▸ Consigne 1
D'après le texte sur la réforme des programmes scolaires, que doivent permettre aux jeunes les apprentissages scolaires réinvestis hors du monde scolaire ? Énumérez chacun de ces buts.
▸ Consigne 2
Poursuivez le texte sur la réforme des programmes scolaires après sa dernière phrase.

▸ Texte source

○ ○ ○

DÉCLINAISON DES PROGRAMMES EN COMPETENCES ET CONNAISSANCES

Il s’agit de porter un regard  » dans le rétroviseur  » et de proposer quelques réflexions prospectives.

L’enjeu de la réforme

La Charte des programmes rédigée par le Conseil national des programmes affirme, dans son avant-propos, que la refonte des programmes de l’école primaire à la classe terminale des lycées,  » suppose une réflexion de fond sur les finalités de la formation des élèves, les critères qui président à la sélection des savoirs disciplinaires, les articulations entre objectifs de connaissances et objectifs de socialisation, … si l’on ne veut pas que les apprentissages scolaires soient leur propre fin mais qu’ils débouchent sur un réinvestissement hors du monde scolaire… pour permettre aux jeunes de construire leur vie personnelle, leur vie professionnelle et d’être des citoyens responsables « . Ce faisant elle éclaire bien l’enjeu de l’entreprise et, si on en croit P. Perrenoud [1], il s’agirait bien  » d’une très ancienne utopie : faire de l’école un lieu où chacun apprendrait librement et intelligemment des choses utiles dans la vie « .. C’est dans cette intention qu’il faut situer l’injonction faite aux GTD (groupes techniques disciplinaires) d’énoncer les contenus disciplinaires en termes de connaissances et de compétences. À propos de ces dernières, le programme  » détermine (pour chaque fin de cycle ou de formation) le niveau de compétence visé, en donnant une liste de tâches que les élèves devront être capables d’accomplir « .

○ ○ ○

▸ Données extraites

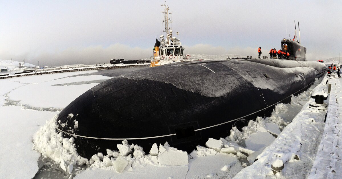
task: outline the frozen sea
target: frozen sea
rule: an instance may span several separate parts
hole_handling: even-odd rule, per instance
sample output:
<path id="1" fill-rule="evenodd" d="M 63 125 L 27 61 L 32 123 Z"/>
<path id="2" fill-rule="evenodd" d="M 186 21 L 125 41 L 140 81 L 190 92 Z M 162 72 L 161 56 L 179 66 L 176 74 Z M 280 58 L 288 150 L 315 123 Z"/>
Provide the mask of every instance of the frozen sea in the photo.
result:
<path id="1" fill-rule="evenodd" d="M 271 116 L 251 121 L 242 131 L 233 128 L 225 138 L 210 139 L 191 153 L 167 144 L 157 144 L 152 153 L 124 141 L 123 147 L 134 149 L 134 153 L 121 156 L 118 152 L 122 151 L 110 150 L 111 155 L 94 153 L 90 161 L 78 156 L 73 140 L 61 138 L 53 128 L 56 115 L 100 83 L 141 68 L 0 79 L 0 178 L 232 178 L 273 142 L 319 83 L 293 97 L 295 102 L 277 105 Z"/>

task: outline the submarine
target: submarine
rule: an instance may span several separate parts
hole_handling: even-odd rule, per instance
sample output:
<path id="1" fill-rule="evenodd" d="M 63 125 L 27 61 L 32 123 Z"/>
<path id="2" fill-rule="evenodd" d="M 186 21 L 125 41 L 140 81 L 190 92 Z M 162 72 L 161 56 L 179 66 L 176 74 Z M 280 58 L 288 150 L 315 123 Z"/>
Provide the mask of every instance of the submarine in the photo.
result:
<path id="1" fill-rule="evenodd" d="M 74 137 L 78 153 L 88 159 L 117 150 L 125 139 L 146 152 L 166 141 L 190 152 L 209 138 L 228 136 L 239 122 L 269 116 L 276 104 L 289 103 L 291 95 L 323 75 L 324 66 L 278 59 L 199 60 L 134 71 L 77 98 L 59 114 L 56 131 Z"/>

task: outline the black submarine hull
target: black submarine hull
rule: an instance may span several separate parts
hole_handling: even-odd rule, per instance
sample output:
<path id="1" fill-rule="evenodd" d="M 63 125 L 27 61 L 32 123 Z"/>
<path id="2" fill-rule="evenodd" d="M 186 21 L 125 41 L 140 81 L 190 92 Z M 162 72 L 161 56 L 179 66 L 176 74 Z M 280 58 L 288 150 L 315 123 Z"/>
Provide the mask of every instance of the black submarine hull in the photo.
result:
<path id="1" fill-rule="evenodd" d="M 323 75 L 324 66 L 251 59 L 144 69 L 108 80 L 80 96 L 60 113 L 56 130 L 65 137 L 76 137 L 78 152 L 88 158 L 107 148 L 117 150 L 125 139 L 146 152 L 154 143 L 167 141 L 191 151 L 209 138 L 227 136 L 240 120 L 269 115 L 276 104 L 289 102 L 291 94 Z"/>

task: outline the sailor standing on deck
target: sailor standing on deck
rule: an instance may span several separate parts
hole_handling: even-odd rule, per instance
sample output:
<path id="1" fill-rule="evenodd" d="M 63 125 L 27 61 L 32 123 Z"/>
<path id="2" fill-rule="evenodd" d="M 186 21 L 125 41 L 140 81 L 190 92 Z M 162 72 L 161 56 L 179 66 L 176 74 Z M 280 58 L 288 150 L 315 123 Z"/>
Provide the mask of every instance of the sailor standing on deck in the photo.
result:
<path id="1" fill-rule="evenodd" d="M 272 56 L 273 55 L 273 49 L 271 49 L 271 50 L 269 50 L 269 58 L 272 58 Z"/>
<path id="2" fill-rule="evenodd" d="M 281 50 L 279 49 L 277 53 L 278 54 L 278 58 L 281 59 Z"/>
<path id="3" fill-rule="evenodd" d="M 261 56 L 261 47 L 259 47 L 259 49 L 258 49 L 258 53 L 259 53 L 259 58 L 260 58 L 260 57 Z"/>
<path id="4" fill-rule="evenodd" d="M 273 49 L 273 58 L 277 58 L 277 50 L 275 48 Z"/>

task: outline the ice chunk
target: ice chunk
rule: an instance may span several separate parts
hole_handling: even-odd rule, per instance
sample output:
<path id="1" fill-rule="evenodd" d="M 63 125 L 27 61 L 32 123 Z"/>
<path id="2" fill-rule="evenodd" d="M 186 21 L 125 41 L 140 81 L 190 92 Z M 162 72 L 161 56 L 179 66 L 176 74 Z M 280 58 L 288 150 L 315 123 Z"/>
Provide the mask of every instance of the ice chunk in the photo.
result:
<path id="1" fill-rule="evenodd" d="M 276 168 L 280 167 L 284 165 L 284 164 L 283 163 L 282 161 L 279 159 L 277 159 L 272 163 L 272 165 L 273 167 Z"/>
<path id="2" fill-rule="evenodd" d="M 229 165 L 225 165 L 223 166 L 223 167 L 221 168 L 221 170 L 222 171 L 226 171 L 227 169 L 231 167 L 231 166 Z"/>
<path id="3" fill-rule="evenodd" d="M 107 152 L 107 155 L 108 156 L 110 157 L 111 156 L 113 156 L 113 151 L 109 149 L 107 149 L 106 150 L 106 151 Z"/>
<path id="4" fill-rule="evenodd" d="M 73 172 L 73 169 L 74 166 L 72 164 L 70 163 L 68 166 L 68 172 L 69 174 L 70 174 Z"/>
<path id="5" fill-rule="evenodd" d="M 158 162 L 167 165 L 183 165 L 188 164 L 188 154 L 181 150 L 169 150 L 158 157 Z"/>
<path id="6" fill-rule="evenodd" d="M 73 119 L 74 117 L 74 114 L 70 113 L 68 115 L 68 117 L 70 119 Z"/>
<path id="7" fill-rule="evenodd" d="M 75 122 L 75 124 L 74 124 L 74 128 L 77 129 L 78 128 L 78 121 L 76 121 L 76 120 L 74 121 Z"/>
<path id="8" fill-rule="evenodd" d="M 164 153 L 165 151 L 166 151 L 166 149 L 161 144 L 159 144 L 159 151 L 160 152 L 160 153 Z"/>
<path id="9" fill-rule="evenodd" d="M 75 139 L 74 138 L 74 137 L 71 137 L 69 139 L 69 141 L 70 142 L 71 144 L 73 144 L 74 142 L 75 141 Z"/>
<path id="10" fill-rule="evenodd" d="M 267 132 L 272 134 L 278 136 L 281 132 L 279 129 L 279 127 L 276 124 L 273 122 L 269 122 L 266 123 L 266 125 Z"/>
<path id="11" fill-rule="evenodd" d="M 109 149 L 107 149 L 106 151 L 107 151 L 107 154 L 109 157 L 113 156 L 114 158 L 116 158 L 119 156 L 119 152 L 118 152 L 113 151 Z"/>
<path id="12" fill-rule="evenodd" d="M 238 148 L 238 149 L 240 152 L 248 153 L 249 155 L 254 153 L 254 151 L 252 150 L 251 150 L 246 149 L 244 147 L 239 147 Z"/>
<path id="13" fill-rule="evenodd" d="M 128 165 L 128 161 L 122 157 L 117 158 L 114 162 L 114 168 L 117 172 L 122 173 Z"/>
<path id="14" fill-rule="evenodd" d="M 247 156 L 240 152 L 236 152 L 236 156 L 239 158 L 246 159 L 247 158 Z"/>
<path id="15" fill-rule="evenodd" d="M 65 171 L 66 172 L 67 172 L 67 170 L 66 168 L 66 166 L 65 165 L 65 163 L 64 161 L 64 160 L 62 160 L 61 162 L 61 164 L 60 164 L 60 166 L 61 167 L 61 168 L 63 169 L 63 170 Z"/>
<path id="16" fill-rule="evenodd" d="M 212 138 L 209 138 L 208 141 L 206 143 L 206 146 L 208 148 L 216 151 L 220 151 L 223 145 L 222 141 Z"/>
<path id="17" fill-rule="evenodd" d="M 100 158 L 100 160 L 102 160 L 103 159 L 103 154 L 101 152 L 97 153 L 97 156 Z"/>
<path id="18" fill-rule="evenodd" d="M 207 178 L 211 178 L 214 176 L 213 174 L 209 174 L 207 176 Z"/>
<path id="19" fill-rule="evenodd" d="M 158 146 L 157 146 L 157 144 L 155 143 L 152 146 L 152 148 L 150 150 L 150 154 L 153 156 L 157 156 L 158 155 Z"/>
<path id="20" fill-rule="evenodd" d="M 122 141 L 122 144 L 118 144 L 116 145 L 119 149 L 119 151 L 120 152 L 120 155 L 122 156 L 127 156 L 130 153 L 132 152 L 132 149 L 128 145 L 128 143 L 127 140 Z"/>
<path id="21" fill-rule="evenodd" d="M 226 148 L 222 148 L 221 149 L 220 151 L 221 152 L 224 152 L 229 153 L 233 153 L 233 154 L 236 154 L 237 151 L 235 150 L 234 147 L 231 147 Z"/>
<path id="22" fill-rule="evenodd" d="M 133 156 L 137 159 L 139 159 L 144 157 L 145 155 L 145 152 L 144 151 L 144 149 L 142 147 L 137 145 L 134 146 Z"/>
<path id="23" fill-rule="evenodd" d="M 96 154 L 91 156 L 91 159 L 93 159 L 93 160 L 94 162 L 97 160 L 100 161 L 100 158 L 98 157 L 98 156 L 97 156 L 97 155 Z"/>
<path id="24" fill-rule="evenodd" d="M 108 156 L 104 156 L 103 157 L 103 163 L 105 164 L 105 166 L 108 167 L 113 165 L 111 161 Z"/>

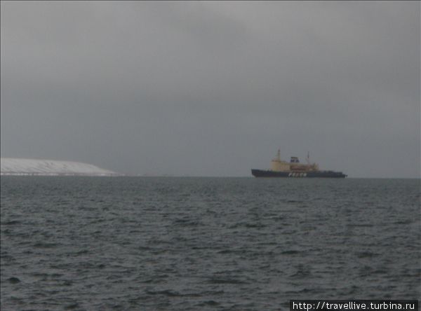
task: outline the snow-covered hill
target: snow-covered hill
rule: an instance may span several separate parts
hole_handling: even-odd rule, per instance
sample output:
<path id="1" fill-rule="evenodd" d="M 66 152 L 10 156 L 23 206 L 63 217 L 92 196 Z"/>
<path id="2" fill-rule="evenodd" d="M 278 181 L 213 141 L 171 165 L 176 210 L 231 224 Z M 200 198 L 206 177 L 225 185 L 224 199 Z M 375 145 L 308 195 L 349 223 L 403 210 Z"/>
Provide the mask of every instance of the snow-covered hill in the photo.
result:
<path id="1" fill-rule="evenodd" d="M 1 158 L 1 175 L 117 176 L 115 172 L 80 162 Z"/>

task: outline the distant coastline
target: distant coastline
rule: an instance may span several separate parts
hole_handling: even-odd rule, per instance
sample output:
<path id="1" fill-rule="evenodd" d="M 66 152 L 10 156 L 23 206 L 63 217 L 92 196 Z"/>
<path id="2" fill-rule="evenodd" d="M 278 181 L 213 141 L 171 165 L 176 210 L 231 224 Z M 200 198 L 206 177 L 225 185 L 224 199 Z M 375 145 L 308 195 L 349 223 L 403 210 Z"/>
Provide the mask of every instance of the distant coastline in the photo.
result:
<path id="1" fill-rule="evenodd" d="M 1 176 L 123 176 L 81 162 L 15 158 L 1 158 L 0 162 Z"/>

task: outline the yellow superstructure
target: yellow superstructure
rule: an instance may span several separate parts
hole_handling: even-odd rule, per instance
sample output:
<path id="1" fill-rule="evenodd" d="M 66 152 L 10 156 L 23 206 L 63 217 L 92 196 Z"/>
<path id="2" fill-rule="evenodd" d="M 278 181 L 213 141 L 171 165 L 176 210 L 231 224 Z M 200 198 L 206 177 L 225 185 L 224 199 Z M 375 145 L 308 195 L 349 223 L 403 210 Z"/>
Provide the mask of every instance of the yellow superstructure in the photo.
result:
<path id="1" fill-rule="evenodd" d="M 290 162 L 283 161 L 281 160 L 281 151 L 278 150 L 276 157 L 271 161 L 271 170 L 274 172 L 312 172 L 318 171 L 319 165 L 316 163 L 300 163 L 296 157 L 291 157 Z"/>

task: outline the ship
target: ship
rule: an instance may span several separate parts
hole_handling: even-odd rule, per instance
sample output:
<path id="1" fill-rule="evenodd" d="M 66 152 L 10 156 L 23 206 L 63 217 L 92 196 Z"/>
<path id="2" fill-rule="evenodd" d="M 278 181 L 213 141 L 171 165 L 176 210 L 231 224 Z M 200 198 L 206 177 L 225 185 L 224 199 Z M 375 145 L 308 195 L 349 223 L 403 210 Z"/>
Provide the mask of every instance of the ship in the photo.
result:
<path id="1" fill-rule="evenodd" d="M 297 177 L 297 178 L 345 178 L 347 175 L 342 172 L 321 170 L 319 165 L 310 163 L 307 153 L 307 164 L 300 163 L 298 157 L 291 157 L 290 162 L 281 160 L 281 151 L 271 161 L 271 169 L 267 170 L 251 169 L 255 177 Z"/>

○ ○ ○

▸ Réponse attendue 1
- construire leur vie personnelle
- construire leur vie professionnelle
- être des citoyens responsables

▸ Réponse attendue 2
Soumise à cet impératif l’EPS n’a pas eu à forcer sa nature, elle, dont les acquisitions ne trouvent leur sens que dans des activités mobilisant intensément toutes les dimensions de la conduite des élèves concernés, elle, dont la préoccupation de réinvestissement est permanente car fondatrice de sa pertinence éducative, et justificatrice de son statut de discipline scolaire.

Ainsi s’explique à l’évidence la différenciation entre compétences spécifiques et compétences générales, l’acquisition des premières devant contribuer à celle des secondes.

Quelques risques de formalisme

S’interrogeant sur les stratégies d’écriture des programmes scolaires visant explicitement le développement des compétences, B. Rey [2] note qu’on  » peut envisager de prélever dans diverses pratiques sociales, des situations problématiques, pour en extraire des compétences dites transversales. Pour parvenir à des listes de longueur raisonnable… on cherchera à élever le niveau d’abstraction, à composer de très larges familles de situations. Car Pour rendre comparables des situations les diverses, il suffit de les dépouiller de leur contexte. On retrouve alors les caractéristiques universelles de l’action humaine… À un certain niveau d’abstraction, on peut la définir indépendamment de son contexte « . Des formulations du programme 6ème, comme  » maîtriser ses émotions, maîtriser l’équilibration propice au déplacement, savoir s’exprimer à propos des apprentissages moteurs, etc.  » n’illustrent-elles pas ce recours à la  » décontextualisation  » pour formuler des compétences apparaissant alors comme transversales ?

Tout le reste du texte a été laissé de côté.